[Recorded data]

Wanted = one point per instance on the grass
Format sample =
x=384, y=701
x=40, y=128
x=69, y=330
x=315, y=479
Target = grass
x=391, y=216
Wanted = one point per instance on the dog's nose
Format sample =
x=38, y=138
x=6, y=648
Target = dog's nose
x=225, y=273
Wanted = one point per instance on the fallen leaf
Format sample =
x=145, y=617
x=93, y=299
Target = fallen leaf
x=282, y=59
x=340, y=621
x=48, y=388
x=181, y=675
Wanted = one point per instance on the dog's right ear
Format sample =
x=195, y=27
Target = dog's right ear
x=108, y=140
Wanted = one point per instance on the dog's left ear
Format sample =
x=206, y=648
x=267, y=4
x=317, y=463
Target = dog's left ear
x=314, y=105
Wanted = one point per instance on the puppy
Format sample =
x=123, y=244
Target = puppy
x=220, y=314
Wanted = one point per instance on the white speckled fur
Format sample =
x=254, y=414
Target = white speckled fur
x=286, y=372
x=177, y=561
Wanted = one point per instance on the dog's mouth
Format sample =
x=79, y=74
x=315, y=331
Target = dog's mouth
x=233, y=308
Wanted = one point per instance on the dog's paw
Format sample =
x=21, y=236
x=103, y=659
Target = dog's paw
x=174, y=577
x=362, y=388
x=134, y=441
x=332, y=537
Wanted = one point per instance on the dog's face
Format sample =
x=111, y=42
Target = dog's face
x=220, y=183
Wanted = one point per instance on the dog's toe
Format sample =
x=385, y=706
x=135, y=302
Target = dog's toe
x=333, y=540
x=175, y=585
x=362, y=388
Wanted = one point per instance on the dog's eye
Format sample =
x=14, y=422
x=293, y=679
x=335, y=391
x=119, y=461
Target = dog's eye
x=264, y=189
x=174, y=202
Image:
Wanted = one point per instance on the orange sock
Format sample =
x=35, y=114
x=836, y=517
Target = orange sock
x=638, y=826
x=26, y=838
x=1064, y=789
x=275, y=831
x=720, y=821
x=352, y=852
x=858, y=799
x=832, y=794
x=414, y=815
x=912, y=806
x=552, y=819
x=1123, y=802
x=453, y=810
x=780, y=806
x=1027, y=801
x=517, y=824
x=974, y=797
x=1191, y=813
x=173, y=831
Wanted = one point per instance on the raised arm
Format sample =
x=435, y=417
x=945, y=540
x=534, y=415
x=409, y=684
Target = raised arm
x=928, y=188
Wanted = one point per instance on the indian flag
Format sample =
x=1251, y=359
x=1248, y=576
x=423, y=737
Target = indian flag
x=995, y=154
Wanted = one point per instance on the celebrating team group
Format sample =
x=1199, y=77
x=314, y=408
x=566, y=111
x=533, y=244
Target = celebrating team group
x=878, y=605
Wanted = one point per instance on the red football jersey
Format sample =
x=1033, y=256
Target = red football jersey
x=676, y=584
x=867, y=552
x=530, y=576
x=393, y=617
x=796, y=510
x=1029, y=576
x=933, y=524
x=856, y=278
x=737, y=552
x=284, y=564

§ **ASSIGNED TASK**
Each line shown above must be repeated exactly.

§ **SOLUTION FOR THIS TASK**
Wanted = one point per instance on the grass
Format sample =
x=384, y=701
x=40, y=128
x=69, y=330
x=315, y=479
Target = grass
x=391, y=216
Wanted = one point per instance on the dog's nose
Format sample =
x=38, y=138
x=6, y=648
Target = dog's nose
x=225, y=273
Wanted = one point per instance on the fallen leaf
Format sample =
x=145, y=617
x=93, y=299
Target = fallen leaf
x=282, y=59
x=340, y=621
x=48, y=388
x=181, y=675
Wanted = one point per instance on the dog's right ear
Format sample =
x=195, y=27
Target = dog's right ear
x=108, y=140
Wanted = one point per instance on the dog's left ear
Format sample =
x=206, y=648
x=267, y=4
x=317, y=463
Target = dog's left ear
x=314, y=105
Wanted = one point per instance on the puppy
Format sample =
x=123, y=244
Target = puppy
x=220, y=314
Wanted = one point per instance on the white speckled fur
Format sample =
x=254, y=414
Target = white speckled fur
x=286, y=372
x=177, y=561
Wanted = one point per instance on the dog's mouth
Format sample =
x=79, y=74
x=315, y=331
Target = dog's mouth
x=233, y=308
Wanted = one point per instance on the dog's paw
Format sample =
x=21, y=236
x=103, y=659
Target = dog's paw
x=174, y=577
x=362, y=388
x=134, y=441
x=332, y=537
Wanted = one point per instance on the dog's face
Format sample =
x=111, y=42
Target = dog's face
x=220, y=183
Wanted = one point per instance on the dog's toe
Format sample =
x=385, y=706
x=135, y=302
Target = dog's toe
x=333, y=540
x=175, y=585
x=362, y=388
Wanted = one point per instance on the dog's eye
Format sample =
x=14, y=422
x=293, y=679
x=335, y=391
x=119, y=461
Target = dog's eye
x=264, y=189
x=174, y=202
Image:
Wanted = one point per instance on the orange sock
Format sample =
x=35, y=114
x=836, y=517
Target = orange sock
x=638, y=826
x=26, y=838
x=1064, y=789
x=275, y=831
x=720, y=821
x=352, y=852
x=858, y=799
x=832, y=794
x=414, y=815
x=912, y=806
x=552, y=819
x=1123, y=802
x=453, y=810
x=780, y=806
x=1027, y=801
x=517, y=824
x=974, y=797
x=1191, y=813
x=173, y=831
Wanted = one point per instance on the raised arm
Format sample =
x=435, y=417
x=945, y=540
x=534, y=415
x=409, y=684
Target = raised arm
x=928, y=188
Wanted = one point per instance on the indian flag
Format sample =
x=1251, y=359
x=1248, y=576
x=423, y=737
Target = indian flag
x=995, y=154
Wanted = one point per instance on the celebrating team group
Format sample =
x=1199, y=77
x=314, y=408
x=566, y=111
x=533, y=244
Target = celebrating team group
x=878, y=605
Wanted = one point per instance on the red football jersey
Format sample =
x=1033, y=256
Target = red football jersey
x=676, y=584
x=867, y=552
x=530, y=576
x=393, y=617
x=796, y=510
x=1029, y=576
x=933, y=524
x=856, y=278
x=737, y=552
x=284, y=564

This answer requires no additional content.